### SUPPLIED TEXT

====

First, I would suggest that your honest appraisal of your situation is a sign to me that you will "pass".  "Growing" . . . or "progressing" in the Walk of acceding more and more to the changing power (the process of "sanctification") of the Holy Spirit . . . is strongly based on the person honestly looking at their fallen self and realizing just how sinful that "natural" self really is.  People who fool themselves with believing they are a "basically good person" . . . and who never face the natural, real hatred of their owns hearts . . . are delusional . . . and not even close to being in that necessary, broken place where they finally realize that, by their own power, they are unable to spiritually grow.  It is in the stark, devastating realization that we, of ourselves, can do NOTHING pleasing to God, that we at last get out of the way, so that the Spirit can move in and begin to take the reigns . . . and lead us to begin actually being more Christ-like.

"I have tried to love them but I don’t" you said, regarding the wicked who cause such pain and suffering.  Which is absolutely true.  You've tried . . . but you don't . . .you can't.  The power and ability to love one's enemies comes from the power of the Holy Spirit.  By ourselves, we can't and never would.  When you find that you are able to do so, it will be because the Spirit has invested you so that you can and do.

====

Source records:

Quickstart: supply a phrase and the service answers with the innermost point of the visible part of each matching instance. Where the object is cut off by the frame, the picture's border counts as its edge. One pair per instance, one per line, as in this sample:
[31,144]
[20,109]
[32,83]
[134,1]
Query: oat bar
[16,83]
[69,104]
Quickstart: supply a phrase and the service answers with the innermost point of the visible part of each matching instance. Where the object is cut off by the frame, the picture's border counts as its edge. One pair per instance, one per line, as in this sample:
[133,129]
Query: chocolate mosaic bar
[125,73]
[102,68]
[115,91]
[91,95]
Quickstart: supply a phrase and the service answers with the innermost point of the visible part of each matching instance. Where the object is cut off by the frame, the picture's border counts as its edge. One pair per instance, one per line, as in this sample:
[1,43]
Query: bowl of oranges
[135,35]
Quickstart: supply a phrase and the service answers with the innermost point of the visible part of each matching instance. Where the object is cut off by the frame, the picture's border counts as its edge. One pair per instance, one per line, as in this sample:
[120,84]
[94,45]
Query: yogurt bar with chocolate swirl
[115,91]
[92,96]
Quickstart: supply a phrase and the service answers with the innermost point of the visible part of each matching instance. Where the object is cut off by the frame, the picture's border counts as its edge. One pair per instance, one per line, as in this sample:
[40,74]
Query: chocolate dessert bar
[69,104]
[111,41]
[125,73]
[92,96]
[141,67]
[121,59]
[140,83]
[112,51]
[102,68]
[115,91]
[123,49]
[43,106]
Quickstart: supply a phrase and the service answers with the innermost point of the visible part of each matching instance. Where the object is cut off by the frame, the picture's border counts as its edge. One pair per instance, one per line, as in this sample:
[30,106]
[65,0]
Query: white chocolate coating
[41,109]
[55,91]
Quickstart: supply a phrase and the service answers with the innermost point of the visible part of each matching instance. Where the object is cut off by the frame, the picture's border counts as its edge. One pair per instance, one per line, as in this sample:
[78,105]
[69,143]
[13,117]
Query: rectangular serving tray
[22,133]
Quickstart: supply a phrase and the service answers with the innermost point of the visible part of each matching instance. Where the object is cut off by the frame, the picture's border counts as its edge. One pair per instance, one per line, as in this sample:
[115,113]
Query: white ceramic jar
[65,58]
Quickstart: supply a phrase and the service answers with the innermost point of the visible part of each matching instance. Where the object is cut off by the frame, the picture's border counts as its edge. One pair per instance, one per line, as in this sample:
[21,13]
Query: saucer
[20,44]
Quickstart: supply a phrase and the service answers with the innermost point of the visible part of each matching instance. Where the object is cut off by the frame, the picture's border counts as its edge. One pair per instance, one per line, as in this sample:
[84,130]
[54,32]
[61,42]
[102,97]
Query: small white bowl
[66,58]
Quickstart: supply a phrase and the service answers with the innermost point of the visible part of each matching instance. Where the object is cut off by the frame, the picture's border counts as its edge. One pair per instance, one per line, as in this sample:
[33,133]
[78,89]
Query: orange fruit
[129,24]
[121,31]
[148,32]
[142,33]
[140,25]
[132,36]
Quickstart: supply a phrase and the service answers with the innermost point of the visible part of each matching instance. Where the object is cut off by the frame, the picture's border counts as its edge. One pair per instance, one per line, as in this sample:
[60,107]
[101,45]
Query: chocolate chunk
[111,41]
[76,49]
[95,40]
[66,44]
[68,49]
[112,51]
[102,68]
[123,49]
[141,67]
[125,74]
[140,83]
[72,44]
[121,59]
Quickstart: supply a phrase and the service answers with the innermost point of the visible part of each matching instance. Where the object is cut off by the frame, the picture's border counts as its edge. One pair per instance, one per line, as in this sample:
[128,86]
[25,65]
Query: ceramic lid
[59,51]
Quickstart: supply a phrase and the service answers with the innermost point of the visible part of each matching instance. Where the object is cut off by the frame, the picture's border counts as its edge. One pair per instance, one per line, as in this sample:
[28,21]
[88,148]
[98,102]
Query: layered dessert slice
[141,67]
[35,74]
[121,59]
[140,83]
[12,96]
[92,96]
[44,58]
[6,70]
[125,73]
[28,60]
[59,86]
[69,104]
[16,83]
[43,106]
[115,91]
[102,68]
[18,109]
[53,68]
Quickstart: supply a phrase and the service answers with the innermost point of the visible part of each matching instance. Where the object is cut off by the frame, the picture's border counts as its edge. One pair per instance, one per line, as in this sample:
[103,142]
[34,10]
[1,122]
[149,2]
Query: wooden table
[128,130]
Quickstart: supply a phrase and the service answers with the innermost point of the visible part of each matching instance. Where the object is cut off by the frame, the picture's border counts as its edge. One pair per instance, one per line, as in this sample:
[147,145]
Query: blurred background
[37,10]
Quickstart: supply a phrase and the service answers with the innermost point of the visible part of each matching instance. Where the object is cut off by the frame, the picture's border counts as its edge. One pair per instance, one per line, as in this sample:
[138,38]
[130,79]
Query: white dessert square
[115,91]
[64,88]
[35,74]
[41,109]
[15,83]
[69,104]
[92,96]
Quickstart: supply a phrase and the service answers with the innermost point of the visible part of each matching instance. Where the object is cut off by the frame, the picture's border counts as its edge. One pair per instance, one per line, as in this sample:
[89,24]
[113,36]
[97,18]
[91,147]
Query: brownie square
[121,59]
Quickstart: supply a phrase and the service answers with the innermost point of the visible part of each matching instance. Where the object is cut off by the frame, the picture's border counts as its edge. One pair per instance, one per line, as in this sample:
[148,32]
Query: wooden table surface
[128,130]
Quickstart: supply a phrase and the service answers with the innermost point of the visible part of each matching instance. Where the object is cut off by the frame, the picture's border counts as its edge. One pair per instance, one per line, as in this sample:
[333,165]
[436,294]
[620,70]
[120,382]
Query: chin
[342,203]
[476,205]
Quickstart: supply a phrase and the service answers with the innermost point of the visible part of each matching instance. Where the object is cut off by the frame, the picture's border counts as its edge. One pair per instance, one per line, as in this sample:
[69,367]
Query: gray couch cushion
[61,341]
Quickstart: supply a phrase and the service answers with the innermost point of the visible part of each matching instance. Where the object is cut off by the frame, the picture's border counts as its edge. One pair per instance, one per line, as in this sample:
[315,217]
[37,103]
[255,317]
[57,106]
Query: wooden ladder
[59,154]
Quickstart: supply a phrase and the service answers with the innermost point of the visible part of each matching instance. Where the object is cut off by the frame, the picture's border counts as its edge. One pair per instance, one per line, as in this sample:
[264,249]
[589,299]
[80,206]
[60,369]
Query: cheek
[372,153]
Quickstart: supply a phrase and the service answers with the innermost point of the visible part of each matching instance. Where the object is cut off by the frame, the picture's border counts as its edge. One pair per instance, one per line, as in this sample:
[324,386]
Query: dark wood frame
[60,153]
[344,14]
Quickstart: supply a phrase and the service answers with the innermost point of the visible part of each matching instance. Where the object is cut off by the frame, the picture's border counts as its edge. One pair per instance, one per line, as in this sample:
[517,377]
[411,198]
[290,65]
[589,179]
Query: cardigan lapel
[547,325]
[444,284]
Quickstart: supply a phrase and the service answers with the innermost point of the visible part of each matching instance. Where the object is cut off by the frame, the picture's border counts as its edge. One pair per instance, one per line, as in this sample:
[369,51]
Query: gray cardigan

====

### TO-DO LIST
**a.** In the text on spiritual growth, where does the power and ability to love one's enemies come from?
**b.** Write the next part of the text on spiritual growth, picking up right after its final sentence.

### ANSWER SET
**a.** It comes from the power of the Holy Spirit.

**b.**
What you can do, is continue to pray for receiving that Spirit--to have Him so displace your old self that such an act becomes not just possible, but a regular, consistent part of your new nature.  And when the old self says, "but I don't really feel like learning to love enemies . . . and why should I?"  The answer is because it is commanded to do so . . . and a follower of Christ (regardless of feelings, instincts, predilections etc.) WANTS to obey God nevertheless . . . .

What you will understand . . . at some point . . . is that the part of you that doesn't even want to learn how or be able to love one's enemies . . . is not doing you any favors.  You are not affecting or changing the wicked in continuing to fight them on their own ground (hate from the heart--which Jesus says is akin to having a murderous heart) "Anyone who hates another brother or sister is really a murderer at heart. And you know that murderers don't have eternal life within them."  (1 John 3:15)

Those who are destroying the peace and security of this world, and those such as pedophiles . . . in their own way are also murderers--as they destroy lives.  But Jesus says you are a murderer too.  As you pray for and plead for the Holy Spirit to help you leave your old, sinful, fallen self and its cold, stone heart behind, you will find that continuing on in ways (thoughts, actions, feelings) that are contrary to the love of God and thus against Jesus Himself . . . that you . . . slowly but surely . . . FOR REAL . . . begin to start being mortified, horrified, devastated . . . that you think and act in ways that offend His Spirit.  Increasingly, FOR REAL, as the Holy Spirit invades and guides your life . . . and the new creature in Christ sprouts--a tender, but tangible shoot--you no longer care so much what is going on in the terrible, fallen world--the details thereof--but, rather, more and more, all you care about is pleasing God.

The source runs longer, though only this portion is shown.